» EXERCISE DIRECTIONS
Substitute "broad stone ledge" for every occurrence of "wide stone step" in the listing below, and reproduce all other lines unchanged except for the pictures, which you should omit.

Entries from a point annotation set
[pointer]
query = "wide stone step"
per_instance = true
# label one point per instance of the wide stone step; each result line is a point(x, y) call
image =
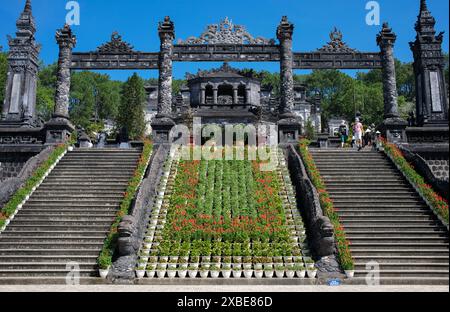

» RESPONSE
[pointer]
query = "broad stone ledge"
per_instance = true
# label one point per instance of the broad stone ledge; each result line is a point(x, y) call
image =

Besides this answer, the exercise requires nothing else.